CONSIGNES:
1. Quelles sont toutes les décennies citées dans l'article sur l'exposition « Déjà-vu » ?
2. Pouvez-vous écrire la suite de l'article sur l'exposition « Déjà-vu » au MAMC, à partir de sa dernière phrase ?

Recueil de poèmes en hommage aux deux auteurs
LA PRESSE NATIONALE PARLE DE CETTE EXPO QUE j'ai vue en juillet
«Déjà-vu» : retour vers les objets du passé
Si vous faites partie de la génération Z, vous ignorez tout du Minitel. Quoique… A l’instar du tout premier Macintosh des années 90 – carré et blanc – des téléphones gadgets colorés en forme de boucle des seventies, ou même du tout premier grille-pain Seb, cette boîte carrée d’un triste gris, flanquée d’un clavier marron tout aussi morne, est un vestige d’époque qui somnole souvent dans la poussière des greniers. Ou alors au fin fond des placards de cuisines d’un autre temps. Et vous avez sûrement des grands-parents – ou parents tout court d’ailleurs – qui n’ont jamais pu se passer de leur première cocotte Coquelle ou de leur tabouret Tam Tam, entre autres objets de design domestique qui ont, du coup, un air familier.
C’est ce qui frappe quand on arrive dans les grandes salles labyrinthiques du musée d’Art moderne et contemporain de Saint-Etienne (MAMC) où est présentée, jusqu’au 22 août, une exposition précisément baptisée «Déjà-vu. Le design dans notre quotidien». Tiens, le pouf sur lequel est assise mamie dans sa maison de Seine-et-Marne ! En plein dans les sixties avec le pouf Sacco, pardi ! Et ces chaises à l’assise en forme de coquille ? La Fiberglass Chair, née aux Etats-Unis dans les années 50. Ouah, et cette calculatrice géante… Vue dans un film peut-être ? Cette Programma 101, née en 1965, et considérée comme le tout premier ordinateur utilisé par la Nasa.

LISTE DES DONNÉES:
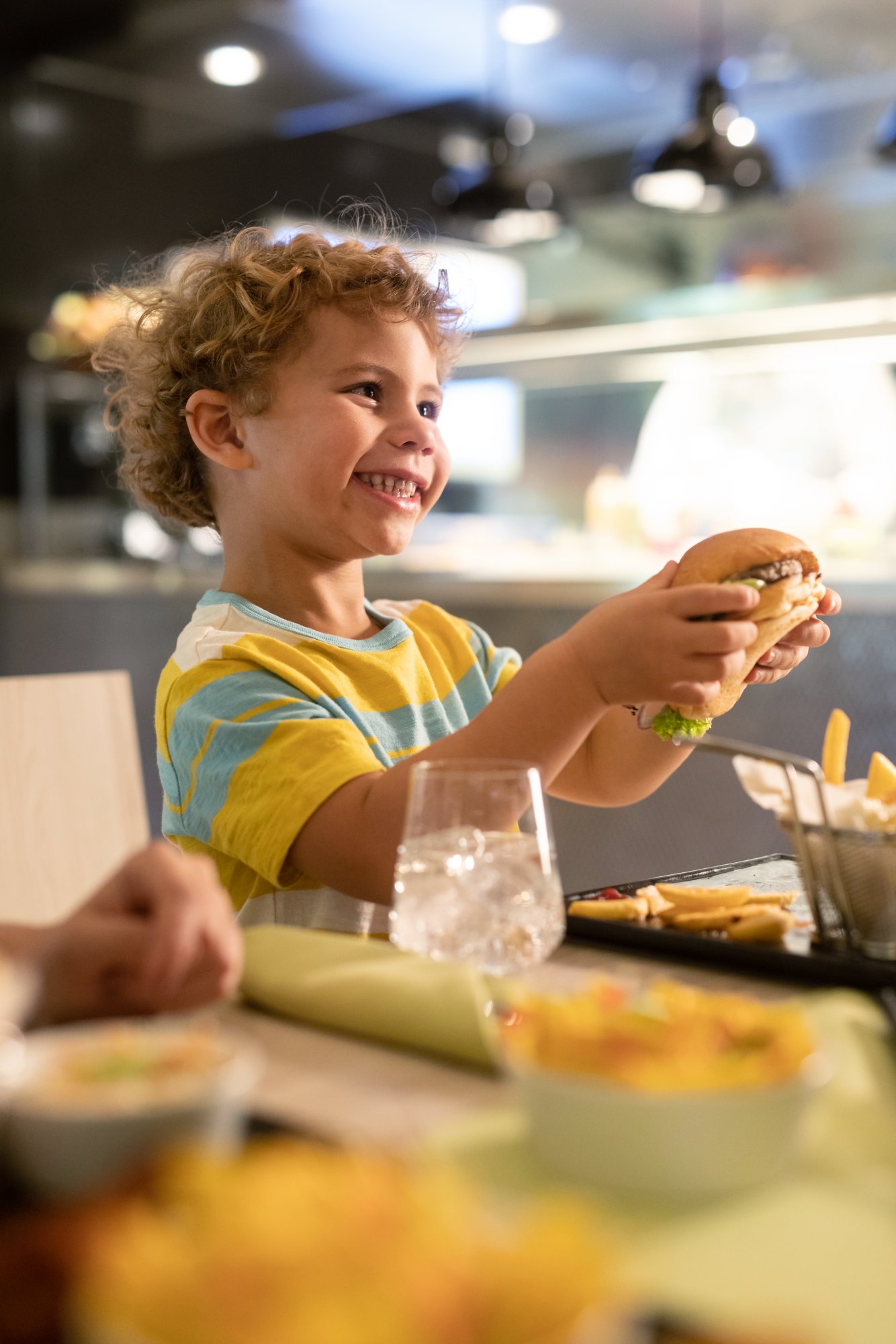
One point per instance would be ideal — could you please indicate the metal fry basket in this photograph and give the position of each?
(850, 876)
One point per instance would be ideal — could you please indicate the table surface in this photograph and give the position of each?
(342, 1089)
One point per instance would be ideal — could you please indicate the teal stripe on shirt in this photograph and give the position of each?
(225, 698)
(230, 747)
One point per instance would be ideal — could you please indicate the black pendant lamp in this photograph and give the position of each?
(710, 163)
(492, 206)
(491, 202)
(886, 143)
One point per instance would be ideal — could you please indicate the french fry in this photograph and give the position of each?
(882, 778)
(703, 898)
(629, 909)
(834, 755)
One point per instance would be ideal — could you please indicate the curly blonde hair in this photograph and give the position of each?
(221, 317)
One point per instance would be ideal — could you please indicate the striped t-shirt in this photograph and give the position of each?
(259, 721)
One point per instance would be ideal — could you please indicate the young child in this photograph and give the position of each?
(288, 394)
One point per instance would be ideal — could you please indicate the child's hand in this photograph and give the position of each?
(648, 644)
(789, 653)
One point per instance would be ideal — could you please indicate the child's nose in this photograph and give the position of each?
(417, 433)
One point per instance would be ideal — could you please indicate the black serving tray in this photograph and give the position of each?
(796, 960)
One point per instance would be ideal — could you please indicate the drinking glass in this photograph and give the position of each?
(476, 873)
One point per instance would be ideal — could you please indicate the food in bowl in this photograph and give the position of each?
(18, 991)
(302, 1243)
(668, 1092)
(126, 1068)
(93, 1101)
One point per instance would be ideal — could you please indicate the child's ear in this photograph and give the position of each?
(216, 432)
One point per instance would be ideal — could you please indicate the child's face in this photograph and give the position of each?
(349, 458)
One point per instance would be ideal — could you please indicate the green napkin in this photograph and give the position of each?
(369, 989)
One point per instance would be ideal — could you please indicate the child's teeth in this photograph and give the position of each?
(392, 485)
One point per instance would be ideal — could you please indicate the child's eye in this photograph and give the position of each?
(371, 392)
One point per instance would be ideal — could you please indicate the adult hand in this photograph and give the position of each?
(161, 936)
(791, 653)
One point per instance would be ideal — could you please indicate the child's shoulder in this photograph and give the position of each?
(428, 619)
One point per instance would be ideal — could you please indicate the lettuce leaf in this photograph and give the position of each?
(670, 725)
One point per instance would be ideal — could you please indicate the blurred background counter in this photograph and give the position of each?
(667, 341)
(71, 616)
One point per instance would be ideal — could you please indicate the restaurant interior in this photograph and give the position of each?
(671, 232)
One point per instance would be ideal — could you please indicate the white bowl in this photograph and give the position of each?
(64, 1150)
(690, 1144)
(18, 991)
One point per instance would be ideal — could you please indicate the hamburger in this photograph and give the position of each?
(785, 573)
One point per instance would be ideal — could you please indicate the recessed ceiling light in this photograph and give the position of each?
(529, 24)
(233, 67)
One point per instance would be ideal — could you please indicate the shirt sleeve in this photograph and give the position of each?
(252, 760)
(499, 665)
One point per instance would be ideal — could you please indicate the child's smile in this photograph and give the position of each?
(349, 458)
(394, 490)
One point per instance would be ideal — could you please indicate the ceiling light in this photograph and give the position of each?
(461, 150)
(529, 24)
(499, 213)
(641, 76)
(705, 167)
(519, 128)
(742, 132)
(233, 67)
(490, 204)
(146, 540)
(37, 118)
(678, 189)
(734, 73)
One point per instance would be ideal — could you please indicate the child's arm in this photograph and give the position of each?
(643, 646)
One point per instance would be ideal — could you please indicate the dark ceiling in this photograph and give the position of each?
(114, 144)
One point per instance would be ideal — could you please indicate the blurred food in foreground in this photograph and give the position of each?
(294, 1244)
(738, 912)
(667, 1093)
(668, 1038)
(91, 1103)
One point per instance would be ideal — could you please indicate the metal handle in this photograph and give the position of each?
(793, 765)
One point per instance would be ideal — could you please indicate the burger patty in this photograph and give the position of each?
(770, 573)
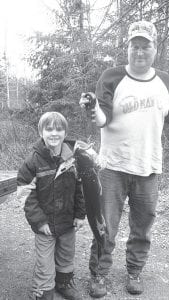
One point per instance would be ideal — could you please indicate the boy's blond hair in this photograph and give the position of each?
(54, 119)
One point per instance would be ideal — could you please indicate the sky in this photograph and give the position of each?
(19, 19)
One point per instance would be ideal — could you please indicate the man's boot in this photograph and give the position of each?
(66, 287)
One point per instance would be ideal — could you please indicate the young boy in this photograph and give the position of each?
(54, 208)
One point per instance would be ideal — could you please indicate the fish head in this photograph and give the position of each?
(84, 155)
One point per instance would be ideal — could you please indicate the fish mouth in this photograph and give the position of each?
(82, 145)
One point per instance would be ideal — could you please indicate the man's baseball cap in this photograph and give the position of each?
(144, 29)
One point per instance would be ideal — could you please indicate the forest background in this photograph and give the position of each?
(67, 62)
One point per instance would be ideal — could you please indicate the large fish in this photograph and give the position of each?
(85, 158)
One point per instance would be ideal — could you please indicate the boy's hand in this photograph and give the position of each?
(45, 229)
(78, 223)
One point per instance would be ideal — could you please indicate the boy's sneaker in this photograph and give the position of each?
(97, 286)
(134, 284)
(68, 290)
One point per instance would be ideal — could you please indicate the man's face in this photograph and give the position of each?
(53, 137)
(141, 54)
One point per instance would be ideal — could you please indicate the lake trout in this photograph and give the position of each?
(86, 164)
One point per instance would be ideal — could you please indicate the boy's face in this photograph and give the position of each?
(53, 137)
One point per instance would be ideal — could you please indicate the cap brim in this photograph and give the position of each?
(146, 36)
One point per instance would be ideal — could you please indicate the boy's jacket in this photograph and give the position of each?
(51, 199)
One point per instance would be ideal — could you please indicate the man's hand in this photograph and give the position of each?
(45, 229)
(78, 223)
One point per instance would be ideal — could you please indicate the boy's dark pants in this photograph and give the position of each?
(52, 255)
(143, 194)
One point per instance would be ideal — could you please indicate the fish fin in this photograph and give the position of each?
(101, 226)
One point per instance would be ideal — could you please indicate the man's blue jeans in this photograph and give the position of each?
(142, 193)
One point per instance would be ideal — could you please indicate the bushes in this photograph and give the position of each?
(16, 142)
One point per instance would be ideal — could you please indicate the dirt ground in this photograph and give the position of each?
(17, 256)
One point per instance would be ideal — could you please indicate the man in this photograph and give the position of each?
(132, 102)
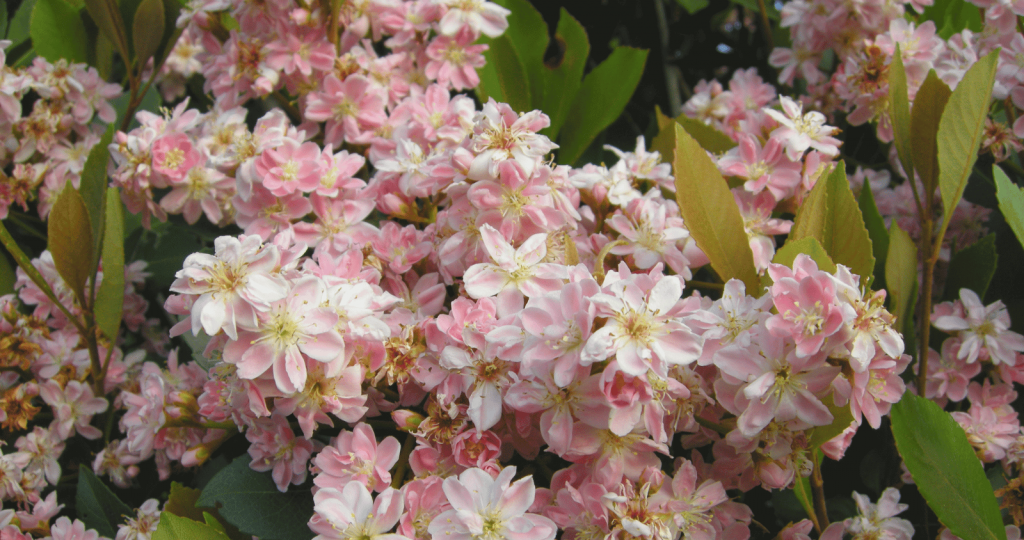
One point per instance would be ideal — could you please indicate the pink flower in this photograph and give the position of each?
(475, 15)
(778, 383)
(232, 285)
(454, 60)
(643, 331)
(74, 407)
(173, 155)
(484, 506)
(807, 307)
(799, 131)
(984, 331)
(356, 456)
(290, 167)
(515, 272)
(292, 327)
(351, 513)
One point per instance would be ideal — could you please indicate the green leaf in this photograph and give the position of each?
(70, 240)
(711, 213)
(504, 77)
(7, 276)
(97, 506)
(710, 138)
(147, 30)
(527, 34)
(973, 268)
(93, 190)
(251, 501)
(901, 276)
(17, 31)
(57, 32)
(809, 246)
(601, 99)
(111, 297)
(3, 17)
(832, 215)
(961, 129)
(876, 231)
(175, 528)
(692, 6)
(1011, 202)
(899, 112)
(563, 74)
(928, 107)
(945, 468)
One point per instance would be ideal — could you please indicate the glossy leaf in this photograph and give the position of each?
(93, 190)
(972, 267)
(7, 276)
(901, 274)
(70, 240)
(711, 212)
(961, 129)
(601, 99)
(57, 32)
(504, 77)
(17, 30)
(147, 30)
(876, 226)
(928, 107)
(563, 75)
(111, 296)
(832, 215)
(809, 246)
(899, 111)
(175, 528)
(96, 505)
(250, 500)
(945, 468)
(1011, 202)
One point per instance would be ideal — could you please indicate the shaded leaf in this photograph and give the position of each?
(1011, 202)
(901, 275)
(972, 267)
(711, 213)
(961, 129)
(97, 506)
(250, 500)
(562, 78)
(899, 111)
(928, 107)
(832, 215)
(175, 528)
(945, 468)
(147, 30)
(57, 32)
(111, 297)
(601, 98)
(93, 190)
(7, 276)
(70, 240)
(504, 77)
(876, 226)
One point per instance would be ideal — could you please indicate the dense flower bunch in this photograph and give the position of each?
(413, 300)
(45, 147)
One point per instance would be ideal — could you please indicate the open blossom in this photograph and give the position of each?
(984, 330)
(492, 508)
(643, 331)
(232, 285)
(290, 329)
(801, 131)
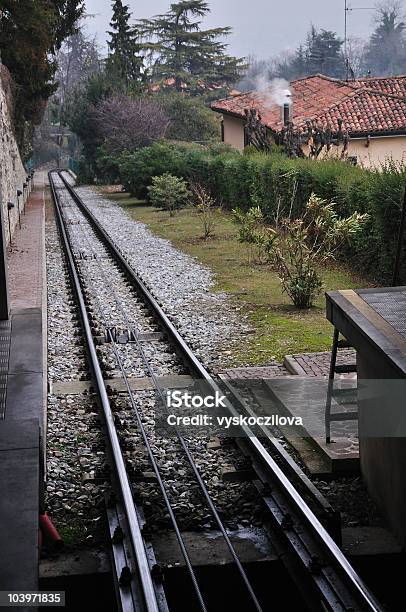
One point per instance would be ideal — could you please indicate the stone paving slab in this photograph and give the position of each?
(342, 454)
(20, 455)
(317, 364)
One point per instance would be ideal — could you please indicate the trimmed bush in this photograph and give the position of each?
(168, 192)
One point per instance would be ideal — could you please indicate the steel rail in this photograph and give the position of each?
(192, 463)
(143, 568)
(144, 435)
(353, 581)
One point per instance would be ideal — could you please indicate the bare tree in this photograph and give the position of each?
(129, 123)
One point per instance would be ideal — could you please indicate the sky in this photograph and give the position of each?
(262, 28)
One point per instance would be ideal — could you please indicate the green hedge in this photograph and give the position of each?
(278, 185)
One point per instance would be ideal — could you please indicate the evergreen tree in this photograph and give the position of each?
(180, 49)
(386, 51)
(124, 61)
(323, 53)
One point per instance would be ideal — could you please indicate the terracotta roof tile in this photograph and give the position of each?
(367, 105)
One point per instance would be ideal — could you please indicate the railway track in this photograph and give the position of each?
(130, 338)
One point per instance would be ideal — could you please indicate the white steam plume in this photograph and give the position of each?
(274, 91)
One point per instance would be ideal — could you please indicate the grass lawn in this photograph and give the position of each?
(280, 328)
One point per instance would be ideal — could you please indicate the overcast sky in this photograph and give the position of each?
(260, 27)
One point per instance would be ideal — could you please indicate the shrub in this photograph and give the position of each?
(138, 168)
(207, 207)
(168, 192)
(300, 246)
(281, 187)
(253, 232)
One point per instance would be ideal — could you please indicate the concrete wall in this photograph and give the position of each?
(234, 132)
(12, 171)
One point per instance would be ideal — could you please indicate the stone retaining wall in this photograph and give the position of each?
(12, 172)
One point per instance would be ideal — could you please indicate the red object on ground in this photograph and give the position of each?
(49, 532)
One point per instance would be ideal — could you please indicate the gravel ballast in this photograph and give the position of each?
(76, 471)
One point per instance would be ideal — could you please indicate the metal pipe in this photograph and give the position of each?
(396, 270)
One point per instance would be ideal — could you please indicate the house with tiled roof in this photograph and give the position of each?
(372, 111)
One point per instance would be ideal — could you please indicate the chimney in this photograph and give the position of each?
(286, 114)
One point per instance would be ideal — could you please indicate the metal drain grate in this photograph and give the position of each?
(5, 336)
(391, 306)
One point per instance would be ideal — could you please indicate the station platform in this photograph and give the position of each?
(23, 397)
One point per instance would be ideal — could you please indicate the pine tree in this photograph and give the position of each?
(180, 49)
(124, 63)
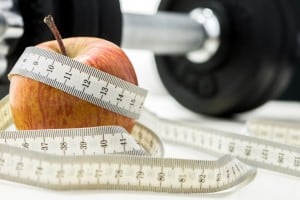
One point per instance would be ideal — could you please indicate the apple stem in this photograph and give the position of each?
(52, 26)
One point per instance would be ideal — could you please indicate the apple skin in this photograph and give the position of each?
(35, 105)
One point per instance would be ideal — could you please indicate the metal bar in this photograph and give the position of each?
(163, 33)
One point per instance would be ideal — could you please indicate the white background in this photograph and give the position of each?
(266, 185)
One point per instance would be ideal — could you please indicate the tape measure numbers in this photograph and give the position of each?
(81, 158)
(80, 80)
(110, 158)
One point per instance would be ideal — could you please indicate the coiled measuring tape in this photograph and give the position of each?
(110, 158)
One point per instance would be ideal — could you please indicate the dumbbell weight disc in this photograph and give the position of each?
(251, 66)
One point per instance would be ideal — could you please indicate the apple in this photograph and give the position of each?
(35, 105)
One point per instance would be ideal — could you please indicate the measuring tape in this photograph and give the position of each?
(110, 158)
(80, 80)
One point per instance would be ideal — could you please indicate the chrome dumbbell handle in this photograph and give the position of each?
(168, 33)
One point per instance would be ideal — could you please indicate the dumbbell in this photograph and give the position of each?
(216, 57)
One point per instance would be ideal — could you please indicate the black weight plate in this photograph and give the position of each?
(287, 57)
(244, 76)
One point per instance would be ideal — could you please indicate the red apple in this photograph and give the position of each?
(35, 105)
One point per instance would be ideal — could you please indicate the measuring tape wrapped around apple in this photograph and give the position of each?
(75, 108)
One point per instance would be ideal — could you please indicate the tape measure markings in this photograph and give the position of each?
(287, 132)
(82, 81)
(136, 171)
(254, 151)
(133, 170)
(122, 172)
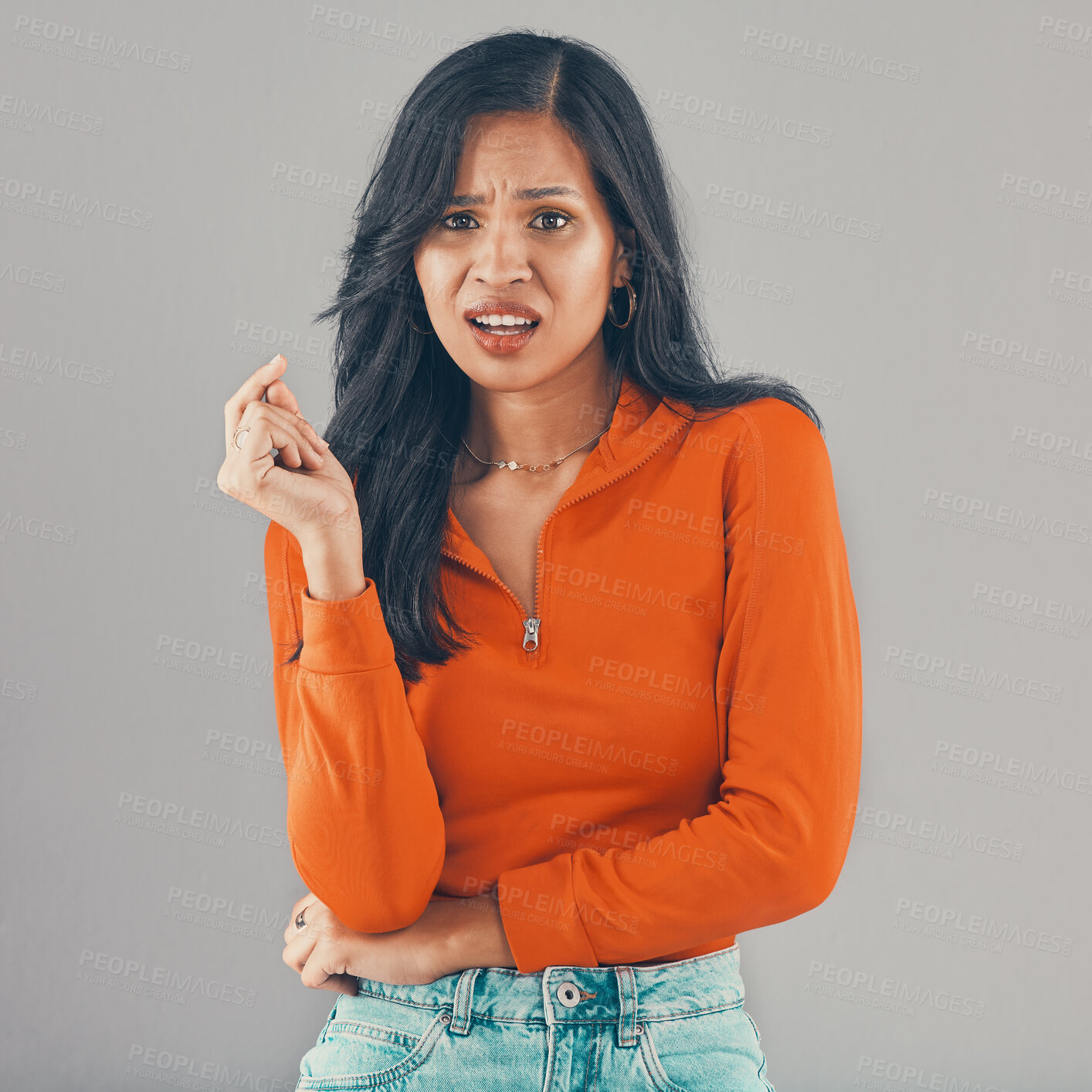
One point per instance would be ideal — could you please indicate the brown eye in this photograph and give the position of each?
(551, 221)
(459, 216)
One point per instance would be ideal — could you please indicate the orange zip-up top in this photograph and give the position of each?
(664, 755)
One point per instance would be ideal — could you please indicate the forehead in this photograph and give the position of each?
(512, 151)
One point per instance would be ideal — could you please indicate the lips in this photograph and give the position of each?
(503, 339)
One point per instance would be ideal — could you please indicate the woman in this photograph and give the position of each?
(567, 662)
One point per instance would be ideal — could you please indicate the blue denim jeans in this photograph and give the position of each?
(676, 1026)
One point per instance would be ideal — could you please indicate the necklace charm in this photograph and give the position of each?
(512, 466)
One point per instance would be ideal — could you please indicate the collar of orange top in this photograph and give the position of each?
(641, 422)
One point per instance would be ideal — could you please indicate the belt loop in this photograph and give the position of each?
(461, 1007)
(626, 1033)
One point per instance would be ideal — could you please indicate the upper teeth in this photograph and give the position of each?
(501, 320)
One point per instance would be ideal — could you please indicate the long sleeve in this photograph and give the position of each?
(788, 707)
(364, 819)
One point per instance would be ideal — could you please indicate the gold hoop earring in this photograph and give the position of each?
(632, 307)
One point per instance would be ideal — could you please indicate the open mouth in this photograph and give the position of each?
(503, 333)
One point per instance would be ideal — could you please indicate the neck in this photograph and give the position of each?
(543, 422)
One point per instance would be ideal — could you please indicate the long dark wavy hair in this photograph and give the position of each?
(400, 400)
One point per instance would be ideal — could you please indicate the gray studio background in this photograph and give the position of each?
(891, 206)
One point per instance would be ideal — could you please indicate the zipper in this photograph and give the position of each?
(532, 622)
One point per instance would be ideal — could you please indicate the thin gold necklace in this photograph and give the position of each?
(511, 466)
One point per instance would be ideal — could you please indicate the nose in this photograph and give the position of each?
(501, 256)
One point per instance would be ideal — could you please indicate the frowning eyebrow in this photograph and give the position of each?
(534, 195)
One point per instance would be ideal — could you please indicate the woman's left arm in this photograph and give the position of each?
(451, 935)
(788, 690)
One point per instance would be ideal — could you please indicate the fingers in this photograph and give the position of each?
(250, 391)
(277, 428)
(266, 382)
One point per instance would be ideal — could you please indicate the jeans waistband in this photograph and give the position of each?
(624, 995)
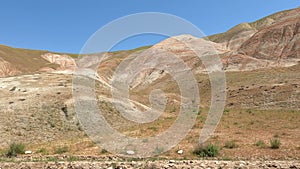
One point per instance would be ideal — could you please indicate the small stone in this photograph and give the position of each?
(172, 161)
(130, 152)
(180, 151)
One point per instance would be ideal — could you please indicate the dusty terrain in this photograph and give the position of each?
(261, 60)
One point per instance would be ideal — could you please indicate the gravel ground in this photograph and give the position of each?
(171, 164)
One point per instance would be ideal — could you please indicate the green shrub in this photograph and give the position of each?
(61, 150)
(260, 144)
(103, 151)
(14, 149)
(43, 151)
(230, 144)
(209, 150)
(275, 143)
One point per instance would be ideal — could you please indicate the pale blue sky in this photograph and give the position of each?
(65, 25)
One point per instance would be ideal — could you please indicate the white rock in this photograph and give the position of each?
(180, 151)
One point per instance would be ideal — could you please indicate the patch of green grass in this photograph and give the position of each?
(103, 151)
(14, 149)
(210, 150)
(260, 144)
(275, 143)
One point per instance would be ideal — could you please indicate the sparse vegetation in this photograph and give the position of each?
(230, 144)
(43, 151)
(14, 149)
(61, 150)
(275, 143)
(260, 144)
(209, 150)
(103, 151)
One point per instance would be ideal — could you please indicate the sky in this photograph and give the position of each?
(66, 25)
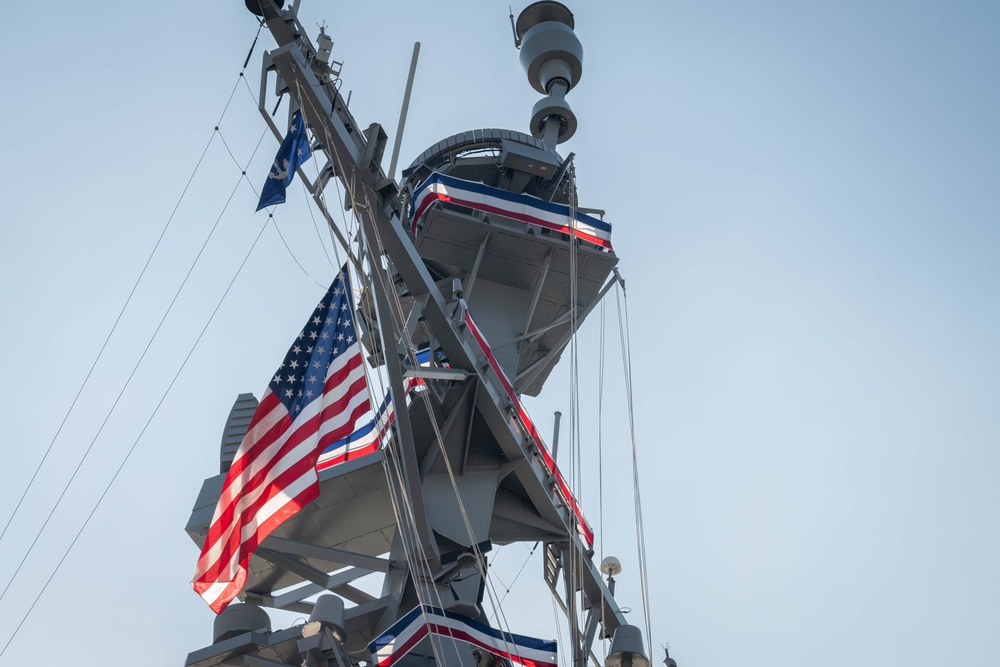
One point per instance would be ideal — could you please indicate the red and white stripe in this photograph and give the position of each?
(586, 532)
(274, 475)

RÉSULTATS PAR CONSIGNE:
1. Les années 90, les seventies, les sixties et les années 50.

2.
Ce ne sont que des objets, mais ils sont au nombre de 300 (sélectionnés par la commissaire de l’expo, Imke Plinta, parmi les 20 000 que compte la collection du MAMC), et si ancrés dans l’inconscient collectif qu’illico, on entame un voyage intérieur spatiotemporel, de la France d’après-guerre à l’Amérique de Mad Men en passant par Retour vers le futur. On replonge aussi dans les années 80, avec pour la bande-son un Disco au sein duquel se font entendre le jazz type Coffee and Cigarettes et le rock façon The Wall de Pink Floyd, pour se remémorer les premiers appareils de communication numériques filaires, comme ce fameux Minitel. Et cela, avant de s’élancer dans les années 90, où les designers se réinventent en regardant un brin en arrière avec des réceptacles aux couleurs aussi pop que dans les années 60. «L’idée de ce parcours était de rendre un bout de l’histoire du design accessible au grand public, tout en expliquant le contexte de création», explique Imke Plinta, également urbaniste et consultante. Revue de détail avec quelques-unes de ces pièces autant «déjà vues» que cultes.
• La chaise Fiberglass de Charles et Ray Eames (1950-1953)
Quand le couple de designers américains Eames, Charles et son épouse Ray, crée cette chaise devenue iconique, il a en tête une assise qui offrira un maximum de modularité. D’où cette coque qu’il confectionne, d’abord en acier, avant de se tourner vers la fibre de verre, matériau plus léger et plus agréable au toucher. «Cette chaise est devenue générique car son ergonomie d’assise est très bien pensée», commente Imke Plinta. Ses atouts : son adaptation à l’anatomie et un concept relevant de la multiplication de divers piètements (l’ensemble de pieds et de traverses de la chaise), dont l’un est inspiré par la Tour Eiffel.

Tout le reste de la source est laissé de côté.